*Exercise*. Pick up the blog post below about a letter on God and science, and continue it from where it stops.

*Extract*.
◆ ◆ ◆ ◆ ◆ ◆ ◆
Monday, April 12, 2010

Another Good Letter to NS

From Maggie Hamand:
"As someone with a first degree in biochemistry and an MA in theology. I am always fascinated by debates about religion and science. I was dismayed, however, to read [in New Scientist magazine] that belief in God is equated with belief in "supernatural beings". In Christian theology God is not seen as an object of our consciousness, and therefore cannot be described as a "being" or as a "thing". God is held to be both beyond being (transcendent) and being itself (immanent). As far as I am aware Judaism, Islam and indeed Buddhism and Hinduism have similar doctrines. It is human to constantly reify things which are abstract - as scientists do when talking about particles and black holes - or which are divine: but this should be resisted if we are to truly understand things."
London, UK.
◆ ◆ ◆ ◆ ◆ ◆ ◆
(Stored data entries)

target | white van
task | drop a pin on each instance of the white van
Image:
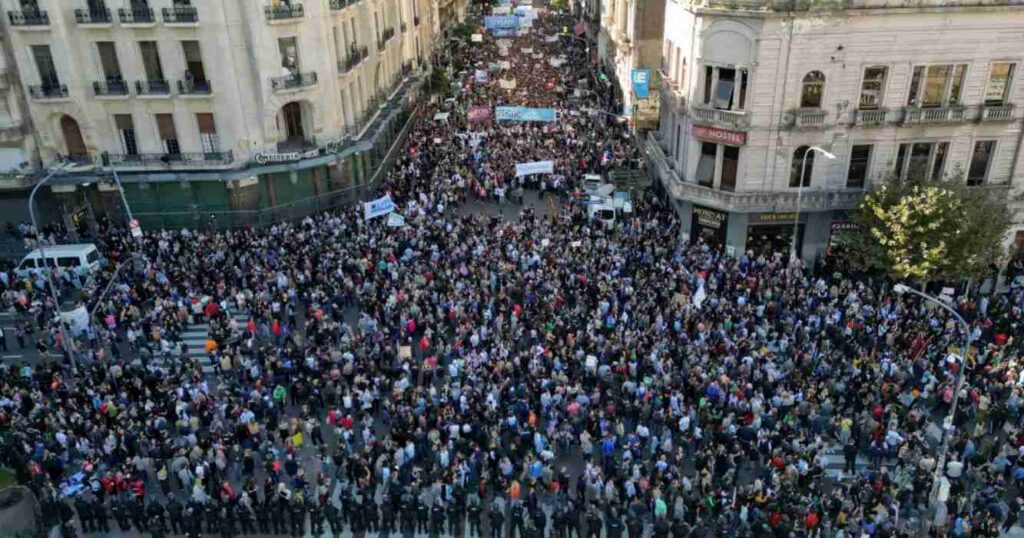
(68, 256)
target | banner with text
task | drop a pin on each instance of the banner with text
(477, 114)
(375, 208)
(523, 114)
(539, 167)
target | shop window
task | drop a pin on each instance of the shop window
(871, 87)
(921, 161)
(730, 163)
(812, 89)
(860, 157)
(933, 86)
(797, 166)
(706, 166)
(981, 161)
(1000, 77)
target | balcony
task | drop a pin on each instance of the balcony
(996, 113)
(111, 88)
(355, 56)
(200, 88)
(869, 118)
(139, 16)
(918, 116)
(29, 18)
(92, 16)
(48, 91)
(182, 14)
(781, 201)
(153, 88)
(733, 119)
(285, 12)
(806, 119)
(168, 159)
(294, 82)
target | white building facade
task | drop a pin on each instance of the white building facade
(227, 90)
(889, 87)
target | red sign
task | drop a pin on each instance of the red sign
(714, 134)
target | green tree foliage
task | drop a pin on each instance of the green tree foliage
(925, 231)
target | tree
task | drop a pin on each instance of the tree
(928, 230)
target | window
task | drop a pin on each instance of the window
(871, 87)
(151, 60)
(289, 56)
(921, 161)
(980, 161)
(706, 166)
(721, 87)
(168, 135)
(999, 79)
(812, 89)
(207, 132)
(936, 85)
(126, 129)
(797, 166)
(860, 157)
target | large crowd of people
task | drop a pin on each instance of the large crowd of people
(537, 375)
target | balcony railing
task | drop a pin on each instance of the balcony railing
◆ ◆ ◆ ◆ ◆ ◆ ◆
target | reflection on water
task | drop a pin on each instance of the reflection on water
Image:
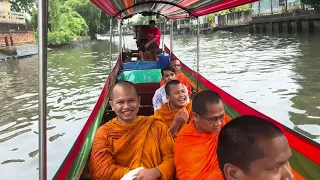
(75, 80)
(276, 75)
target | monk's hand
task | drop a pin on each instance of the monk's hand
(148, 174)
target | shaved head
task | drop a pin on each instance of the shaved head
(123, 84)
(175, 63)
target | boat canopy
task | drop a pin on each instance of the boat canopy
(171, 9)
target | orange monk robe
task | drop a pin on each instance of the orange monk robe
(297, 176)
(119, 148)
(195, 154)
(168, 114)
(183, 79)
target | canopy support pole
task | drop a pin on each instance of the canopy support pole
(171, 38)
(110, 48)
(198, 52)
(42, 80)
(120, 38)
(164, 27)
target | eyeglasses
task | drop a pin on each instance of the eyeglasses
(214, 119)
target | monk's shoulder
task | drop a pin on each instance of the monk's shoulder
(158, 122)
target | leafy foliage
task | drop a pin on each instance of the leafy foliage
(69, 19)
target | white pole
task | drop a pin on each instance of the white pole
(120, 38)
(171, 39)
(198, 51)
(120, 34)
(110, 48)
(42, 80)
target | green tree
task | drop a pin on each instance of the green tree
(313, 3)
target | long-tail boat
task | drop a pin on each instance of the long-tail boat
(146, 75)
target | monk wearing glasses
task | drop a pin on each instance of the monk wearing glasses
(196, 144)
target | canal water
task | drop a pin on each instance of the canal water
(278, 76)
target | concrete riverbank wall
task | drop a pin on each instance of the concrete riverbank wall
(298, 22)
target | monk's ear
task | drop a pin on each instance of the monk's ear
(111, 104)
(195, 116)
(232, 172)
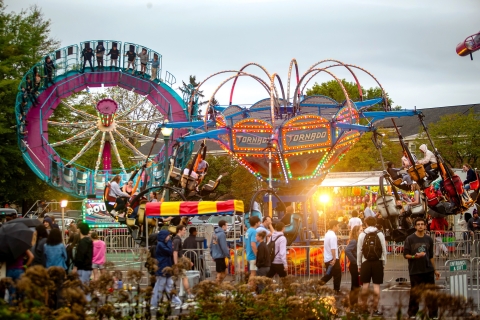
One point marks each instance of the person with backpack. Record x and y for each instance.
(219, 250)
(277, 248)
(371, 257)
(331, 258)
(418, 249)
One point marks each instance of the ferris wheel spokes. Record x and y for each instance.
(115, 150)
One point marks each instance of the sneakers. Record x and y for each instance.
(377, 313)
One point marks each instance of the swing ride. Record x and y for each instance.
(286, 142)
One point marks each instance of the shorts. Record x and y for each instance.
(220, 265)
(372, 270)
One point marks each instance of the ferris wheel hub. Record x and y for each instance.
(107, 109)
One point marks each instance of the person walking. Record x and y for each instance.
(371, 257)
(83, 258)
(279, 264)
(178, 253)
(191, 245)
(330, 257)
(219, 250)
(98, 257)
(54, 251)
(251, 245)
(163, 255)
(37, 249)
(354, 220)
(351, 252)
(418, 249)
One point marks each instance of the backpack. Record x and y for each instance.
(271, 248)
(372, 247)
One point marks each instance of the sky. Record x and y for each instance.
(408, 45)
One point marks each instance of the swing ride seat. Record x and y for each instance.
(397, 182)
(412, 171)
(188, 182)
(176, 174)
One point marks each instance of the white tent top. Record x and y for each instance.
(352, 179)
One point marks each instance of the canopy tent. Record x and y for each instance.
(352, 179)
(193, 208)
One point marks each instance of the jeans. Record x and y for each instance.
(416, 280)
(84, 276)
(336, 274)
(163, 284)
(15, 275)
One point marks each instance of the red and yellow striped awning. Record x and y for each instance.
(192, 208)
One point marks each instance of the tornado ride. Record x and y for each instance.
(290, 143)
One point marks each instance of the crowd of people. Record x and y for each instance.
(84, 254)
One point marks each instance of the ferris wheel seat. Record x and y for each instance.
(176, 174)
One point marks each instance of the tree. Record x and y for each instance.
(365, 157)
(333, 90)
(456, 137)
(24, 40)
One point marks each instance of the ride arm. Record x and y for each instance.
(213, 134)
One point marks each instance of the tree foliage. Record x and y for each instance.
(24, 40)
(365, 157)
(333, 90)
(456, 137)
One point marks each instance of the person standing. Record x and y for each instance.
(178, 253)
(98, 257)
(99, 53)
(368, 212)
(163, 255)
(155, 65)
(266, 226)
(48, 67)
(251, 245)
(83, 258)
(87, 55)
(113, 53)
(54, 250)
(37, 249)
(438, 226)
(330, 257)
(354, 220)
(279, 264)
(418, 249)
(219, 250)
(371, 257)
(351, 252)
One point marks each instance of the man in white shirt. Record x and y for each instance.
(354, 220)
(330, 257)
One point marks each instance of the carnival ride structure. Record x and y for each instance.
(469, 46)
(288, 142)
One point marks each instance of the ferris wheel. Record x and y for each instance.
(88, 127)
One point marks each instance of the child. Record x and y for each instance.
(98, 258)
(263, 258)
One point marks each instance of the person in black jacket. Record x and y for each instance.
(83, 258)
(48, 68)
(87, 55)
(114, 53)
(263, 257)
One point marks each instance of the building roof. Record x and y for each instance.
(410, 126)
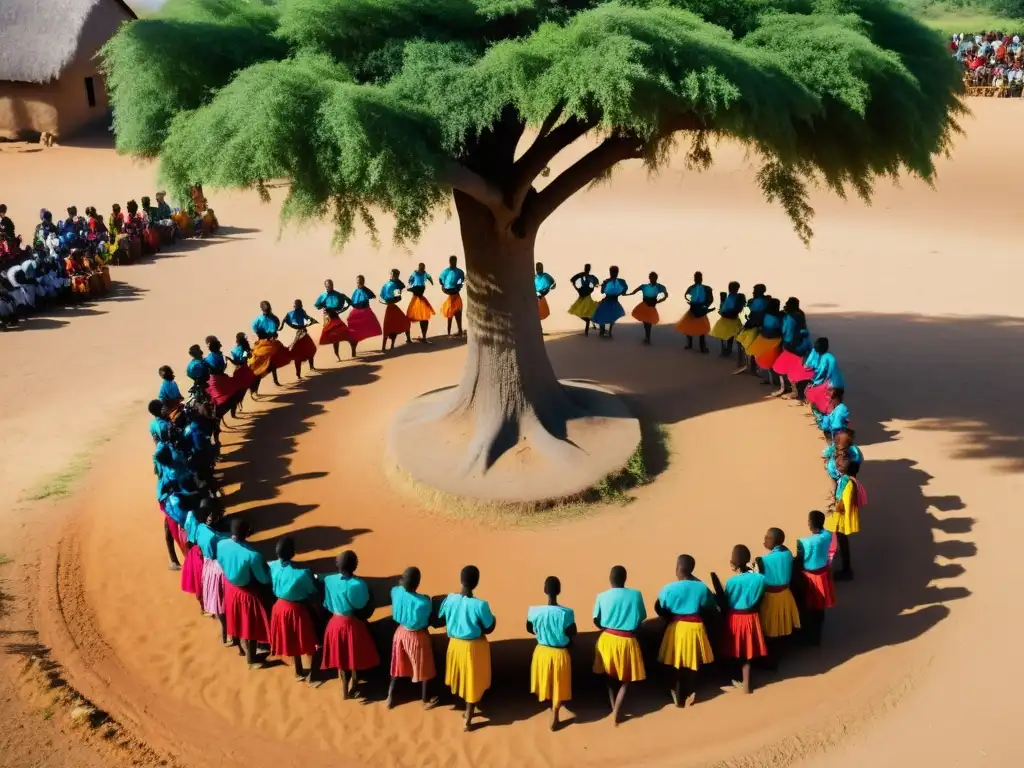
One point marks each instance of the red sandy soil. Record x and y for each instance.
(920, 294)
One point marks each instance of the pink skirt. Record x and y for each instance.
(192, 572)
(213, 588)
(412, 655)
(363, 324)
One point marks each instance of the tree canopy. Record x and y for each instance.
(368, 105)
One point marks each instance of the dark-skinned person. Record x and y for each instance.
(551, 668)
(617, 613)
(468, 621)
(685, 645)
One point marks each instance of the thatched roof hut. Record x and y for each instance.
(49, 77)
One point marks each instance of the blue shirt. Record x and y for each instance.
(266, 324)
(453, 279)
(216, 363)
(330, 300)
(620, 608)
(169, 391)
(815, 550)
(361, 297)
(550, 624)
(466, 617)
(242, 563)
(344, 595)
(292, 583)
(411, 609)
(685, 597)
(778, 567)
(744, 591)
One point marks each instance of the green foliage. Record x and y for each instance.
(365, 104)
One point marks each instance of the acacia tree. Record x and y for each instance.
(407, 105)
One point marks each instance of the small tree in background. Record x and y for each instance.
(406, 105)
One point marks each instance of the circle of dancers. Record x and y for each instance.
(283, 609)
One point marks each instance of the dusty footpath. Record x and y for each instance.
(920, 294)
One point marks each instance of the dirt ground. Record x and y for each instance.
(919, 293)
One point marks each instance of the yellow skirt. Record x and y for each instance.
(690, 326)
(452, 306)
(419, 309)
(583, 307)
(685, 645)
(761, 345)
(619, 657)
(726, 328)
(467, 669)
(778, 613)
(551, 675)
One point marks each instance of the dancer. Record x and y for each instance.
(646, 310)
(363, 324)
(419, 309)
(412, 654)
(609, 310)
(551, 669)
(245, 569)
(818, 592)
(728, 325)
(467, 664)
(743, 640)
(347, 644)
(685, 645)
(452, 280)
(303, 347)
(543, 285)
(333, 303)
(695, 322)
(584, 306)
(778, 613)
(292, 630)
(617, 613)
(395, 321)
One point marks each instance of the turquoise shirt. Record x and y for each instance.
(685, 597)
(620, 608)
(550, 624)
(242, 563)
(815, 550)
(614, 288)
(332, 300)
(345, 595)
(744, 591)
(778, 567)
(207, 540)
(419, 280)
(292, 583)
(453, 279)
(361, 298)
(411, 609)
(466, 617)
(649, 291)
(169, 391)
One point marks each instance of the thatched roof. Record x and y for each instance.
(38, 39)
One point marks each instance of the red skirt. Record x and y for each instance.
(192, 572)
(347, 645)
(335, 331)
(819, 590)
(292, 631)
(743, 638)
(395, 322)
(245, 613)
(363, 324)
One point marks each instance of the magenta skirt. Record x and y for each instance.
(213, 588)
◆ ◆ ◆ ◆ ◆ ◆ ◆
*Task result*.
Similarly, the Self is not a thing. Reification (also known as hypostatisation, concretism, or the fallacy of misplaced concreteness) is a fallacy of ambiguity, when an abstraction (abstract belief or hypothetical construct) is treated as if it were a concrete, real event, or physical entity. In other words, it is the error of treating as a "real thing" something which is not a real thing, but merely an idea. The habit of thinking about abstractions in terms of concrete objects is probably an inborn tendency in human beings. The word 'real' is quite vague, philosophers can't even agree on what the word 'existence' means. To say that God/Self should not be reified does not necessarily mean It does not 'exist'.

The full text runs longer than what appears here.